Data for review.

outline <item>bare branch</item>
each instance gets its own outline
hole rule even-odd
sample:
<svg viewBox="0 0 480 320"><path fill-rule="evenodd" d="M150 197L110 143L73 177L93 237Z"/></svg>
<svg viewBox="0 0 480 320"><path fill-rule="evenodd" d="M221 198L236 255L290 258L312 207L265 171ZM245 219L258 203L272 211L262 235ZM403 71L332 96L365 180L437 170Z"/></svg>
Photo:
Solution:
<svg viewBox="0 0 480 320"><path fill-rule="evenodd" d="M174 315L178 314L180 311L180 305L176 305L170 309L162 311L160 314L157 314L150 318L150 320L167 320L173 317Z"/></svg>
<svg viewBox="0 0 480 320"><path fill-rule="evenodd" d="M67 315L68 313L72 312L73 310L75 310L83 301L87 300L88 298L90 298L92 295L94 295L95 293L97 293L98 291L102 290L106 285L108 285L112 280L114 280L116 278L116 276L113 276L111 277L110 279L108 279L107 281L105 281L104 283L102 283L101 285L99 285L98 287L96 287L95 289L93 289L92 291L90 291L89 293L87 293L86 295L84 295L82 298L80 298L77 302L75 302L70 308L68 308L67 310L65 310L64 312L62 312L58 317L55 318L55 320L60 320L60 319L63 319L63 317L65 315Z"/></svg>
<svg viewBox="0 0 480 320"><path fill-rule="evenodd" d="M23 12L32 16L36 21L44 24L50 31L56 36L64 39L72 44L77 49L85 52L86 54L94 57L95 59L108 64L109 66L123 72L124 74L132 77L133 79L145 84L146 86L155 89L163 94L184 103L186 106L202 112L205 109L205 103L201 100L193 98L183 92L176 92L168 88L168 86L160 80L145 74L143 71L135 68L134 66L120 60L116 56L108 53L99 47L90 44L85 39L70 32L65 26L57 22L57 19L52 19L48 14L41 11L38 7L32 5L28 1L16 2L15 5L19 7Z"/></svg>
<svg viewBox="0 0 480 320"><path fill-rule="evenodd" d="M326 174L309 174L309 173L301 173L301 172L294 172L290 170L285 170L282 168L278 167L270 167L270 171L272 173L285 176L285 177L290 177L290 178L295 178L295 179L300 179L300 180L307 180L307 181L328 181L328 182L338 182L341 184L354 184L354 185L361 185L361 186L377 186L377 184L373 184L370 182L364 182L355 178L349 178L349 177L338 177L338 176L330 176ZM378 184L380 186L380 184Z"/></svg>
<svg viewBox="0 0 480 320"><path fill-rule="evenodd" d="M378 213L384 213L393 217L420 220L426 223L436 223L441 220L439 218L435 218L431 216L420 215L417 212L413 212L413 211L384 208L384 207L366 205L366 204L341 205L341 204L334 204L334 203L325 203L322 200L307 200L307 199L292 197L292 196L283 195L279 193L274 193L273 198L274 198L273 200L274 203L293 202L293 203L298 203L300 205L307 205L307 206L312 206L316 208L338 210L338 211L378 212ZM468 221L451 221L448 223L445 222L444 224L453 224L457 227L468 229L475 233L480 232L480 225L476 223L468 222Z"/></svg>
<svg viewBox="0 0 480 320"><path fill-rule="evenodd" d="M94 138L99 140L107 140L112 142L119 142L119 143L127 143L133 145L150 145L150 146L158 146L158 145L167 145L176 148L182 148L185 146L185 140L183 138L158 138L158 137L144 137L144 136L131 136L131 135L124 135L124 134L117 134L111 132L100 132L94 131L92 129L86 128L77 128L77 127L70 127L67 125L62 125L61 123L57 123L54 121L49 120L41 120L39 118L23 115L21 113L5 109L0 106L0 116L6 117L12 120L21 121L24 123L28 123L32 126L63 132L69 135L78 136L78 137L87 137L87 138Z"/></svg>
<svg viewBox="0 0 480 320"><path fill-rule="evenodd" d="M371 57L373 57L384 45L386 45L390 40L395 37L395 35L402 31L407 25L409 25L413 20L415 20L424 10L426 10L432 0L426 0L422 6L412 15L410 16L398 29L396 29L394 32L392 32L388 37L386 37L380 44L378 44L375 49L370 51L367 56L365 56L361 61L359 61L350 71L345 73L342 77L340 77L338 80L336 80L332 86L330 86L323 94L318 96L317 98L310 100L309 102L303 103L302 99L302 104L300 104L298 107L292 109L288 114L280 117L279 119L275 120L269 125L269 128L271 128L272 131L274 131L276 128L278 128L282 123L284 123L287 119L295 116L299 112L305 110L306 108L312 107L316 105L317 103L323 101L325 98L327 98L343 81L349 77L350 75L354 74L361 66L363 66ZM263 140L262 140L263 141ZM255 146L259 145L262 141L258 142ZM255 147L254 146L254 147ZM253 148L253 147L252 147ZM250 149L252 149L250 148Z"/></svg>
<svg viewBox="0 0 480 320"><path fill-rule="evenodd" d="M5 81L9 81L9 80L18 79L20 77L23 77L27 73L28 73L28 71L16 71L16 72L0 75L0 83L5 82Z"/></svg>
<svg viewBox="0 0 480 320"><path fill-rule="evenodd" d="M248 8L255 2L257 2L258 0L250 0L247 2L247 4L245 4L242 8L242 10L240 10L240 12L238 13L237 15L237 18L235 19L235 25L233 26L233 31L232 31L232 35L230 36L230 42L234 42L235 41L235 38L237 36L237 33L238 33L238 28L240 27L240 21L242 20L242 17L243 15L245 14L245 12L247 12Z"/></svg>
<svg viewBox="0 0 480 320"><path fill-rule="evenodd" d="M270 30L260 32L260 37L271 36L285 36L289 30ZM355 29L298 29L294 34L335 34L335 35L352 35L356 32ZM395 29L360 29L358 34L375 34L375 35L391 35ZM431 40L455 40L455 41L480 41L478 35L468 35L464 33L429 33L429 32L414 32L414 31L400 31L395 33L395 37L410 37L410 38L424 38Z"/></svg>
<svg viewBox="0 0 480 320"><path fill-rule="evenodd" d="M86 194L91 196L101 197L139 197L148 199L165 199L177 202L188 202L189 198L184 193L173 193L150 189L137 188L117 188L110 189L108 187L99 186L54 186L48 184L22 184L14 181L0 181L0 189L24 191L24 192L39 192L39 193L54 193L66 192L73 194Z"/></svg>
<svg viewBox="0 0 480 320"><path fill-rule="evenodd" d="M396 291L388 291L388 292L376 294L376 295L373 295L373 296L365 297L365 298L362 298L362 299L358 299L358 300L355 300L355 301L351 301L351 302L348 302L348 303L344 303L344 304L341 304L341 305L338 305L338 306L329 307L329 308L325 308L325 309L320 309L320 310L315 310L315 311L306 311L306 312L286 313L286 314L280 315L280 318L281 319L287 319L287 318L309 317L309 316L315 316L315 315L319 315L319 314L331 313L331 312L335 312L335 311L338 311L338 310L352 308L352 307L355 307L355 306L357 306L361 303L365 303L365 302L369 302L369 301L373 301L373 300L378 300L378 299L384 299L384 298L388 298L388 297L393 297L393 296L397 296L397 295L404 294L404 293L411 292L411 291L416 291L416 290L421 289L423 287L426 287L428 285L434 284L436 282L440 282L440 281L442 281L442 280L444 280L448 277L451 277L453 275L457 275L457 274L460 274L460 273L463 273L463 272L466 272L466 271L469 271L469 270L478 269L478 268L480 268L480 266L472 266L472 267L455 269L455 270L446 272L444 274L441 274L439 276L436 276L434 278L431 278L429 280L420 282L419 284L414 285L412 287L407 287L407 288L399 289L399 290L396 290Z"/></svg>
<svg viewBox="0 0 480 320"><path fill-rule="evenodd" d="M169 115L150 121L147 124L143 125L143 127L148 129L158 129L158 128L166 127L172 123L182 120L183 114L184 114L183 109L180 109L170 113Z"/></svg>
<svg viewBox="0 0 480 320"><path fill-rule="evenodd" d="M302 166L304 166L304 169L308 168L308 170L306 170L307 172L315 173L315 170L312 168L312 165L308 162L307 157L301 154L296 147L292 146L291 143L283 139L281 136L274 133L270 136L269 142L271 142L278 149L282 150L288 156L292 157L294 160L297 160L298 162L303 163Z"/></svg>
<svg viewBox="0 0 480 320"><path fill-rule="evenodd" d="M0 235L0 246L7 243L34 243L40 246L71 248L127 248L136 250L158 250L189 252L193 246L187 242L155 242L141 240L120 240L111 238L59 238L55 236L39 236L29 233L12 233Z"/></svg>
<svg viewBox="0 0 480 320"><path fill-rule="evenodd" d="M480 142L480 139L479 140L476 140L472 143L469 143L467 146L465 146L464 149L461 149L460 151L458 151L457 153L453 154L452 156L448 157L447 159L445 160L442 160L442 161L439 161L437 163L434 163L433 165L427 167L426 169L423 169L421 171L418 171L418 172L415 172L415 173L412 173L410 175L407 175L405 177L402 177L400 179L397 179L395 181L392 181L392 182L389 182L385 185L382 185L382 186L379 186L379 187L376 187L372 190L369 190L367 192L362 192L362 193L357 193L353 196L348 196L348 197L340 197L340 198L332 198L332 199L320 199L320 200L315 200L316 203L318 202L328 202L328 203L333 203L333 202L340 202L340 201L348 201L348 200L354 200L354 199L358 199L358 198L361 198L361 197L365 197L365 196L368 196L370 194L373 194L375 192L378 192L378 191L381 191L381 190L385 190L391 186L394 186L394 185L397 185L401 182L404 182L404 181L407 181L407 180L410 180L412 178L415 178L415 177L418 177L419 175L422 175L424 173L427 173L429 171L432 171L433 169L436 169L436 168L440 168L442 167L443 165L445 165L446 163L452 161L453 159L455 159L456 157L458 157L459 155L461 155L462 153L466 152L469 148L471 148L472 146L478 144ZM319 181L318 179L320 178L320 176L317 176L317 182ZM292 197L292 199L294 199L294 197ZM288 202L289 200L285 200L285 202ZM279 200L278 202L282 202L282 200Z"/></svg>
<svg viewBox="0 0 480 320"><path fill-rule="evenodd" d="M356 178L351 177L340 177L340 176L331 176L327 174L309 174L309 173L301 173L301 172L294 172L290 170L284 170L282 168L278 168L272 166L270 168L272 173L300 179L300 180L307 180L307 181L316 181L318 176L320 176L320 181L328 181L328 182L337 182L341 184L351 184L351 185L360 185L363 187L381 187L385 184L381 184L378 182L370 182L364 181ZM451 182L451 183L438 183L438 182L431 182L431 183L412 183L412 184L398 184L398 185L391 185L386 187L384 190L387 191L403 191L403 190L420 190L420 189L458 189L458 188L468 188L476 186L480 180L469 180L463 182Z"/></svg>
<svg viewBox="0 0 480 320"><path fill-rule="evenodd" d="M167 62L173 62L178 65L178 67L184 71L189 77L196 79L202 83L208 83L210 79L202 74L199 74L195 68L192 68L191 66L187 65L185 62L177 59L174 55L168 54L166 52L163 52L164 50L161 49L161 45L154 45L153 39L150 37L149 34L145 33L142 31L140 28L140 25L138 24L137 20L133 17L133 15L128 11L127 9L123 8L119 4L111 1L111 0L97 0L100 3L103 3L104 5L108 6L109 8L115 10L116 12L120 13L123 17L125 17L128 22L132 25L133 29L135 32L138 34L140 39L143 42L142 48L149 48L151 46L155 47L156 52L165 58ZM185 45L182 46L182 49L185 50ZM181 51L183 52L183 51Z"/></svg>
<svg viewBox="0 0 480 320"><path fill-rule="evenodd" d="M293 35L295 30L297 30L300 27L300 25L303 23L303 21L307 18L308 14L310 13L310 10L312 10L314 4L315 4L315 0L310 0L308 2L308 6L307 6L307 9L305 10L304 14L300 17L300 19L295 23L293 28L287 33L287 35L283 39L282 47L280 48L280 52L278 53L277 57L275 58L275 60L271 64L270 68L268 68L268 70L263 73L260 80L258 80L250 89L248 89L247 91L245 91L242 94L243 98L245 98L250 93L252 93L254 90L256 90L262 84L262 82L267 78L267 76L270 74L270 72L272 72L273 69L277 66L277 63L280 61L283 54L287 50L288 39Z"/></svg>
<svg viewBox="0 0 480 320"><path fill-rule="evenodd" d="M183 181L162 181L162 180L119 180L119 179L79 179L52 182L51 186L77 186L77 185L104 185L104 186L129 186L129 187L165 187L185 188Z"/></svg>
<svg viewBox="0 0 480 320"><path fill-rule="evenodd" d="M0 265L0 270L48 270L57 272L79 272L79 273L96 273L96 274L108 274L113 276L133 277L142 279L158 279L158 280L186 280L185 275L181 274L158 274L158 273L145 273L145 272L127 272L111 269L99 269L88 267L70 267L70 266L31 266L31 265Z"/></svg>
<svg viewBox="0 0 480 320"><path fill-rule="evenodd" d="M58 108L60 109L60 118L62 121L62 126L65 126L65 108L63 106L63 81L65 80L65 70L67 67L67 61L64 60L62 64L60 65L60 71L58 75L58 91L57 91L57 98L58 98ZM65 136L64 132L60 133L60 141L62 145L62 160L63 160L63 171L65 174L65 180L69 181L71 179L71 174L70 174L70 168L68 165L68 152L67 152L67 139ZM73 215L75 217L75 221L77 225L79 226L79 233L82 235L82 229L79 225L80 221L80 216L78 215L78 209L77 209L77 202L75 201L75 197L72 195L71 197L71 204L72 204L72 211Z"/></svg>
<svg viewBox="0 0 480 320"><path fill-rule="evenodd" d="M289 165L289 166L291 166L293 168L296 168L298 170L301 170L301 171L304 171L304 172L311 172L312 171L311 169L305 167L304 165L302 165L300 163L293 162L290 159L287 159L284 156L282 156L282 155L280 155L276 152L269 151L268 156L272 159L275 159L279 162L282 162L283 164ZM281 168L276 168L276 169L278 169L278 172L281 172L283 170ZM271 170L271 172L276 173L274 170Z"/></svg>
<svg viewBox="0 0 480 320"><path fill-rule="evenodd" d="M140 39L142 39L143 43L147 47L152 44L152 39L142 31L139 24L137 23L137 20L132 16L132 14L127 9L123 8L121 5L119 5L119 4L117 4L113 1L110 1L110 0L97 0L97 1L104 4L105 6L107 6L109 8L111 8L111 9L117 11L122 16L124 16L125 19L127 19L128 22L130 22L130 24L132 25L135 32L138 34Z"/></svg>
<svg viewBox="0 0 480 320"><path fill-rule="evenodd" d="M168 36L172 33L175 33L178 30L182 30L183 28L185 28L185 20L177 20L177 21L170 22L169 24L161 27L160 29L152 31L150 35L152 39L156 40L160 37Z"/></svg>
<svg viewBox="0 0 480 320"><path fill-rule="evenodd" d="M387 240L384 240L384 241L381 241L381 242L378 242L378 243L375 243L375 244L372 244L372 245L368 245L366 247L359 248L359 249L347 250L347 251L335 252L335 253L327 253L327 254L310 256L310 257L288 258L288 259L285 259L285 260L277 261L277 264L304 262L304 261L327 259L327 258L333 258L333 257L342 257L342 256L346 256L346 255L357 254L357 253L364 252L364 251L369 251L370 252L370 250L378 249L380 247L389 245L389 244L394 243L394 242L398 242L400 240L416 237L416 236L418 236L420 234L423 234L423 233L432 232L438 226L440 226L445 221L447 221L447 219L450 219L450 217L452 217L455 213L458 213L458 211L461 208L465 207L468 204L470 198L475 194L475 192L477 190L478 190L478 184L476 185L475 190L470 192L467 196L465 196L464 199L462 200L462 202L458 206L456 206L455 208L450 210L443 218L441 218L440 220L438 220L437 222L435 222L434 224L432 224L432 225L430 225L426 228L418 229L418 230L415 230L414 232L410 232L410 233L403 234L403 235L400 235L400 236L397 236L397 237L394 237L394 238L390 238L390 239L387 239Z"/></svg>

Problem to solve. Every line above that includes the string "outline" needs to be copied.

Solution to this task.
outline <item>bare branch</item>
each instance gets its own outline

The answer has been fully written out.